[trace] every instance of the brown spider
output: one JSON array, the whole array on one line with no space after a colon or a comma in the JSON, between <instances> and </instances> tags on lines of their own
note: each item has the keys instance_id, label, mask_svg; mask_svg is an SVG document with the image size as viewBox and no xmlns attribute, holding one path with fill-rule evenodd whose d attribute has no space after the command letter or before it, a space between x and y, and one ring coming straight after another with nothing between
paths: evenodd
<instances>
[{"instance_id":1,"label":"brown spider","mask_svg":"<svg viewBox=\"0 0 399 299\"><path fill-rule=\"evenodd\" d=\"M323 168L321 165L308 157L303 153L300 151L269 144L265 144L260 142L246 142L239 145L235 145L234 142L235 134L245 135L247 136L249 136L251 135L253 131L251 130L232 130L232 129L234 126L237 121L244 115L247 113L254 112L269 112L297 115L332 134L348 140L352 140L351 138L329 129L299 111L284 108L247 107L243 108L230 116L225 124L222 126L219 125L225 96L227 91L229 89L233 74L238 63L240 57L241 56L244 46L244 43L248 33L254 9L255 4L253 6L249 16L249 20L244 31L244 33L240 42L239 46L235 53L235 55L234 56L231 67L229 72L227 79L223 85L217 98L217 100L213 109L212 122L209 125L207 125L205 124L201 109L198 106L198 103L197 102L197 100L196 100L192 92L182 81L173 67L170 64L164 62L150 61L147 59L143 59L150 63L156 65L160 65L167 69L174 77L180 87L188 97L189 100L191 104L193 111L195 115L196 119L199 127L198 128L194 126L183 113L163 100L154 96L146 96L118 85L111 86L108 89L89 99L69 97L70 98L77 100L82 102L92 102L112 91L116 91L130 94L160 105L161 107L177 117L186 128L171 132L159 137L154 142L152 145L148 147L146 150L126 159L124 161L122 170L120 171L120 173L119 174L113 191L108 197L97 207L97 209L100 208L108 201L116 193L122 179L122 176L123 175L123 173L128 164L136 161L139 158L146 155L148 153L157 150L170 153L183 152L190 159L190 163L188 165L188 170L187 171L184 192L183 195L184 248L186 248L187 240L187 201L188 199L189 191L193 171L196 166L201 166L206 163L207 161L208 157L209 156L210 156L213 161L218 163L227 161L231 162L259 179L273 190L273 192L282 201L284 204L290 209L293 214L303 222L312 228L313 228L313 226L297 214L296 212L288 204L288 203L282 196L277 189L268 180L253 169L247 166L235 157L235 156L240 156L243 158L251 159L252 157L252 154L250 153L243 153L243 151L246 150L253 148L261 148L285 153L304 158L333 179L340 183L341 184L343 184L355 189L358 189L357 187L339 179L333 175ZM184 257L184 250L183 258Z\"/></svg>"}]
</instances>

### WRITTEN EXERCISE
Rewrite the records from their start through the line containing "output: one JSON", with "spider" changed to "beetle" and everything else left as it stands.

### RESPONSE
[trace] every instance of the brown beetle
output: one JSON array, the whole array on one line with no space after a colon or a comma in the JSON, between <instances> and </instances> tags on lines of their own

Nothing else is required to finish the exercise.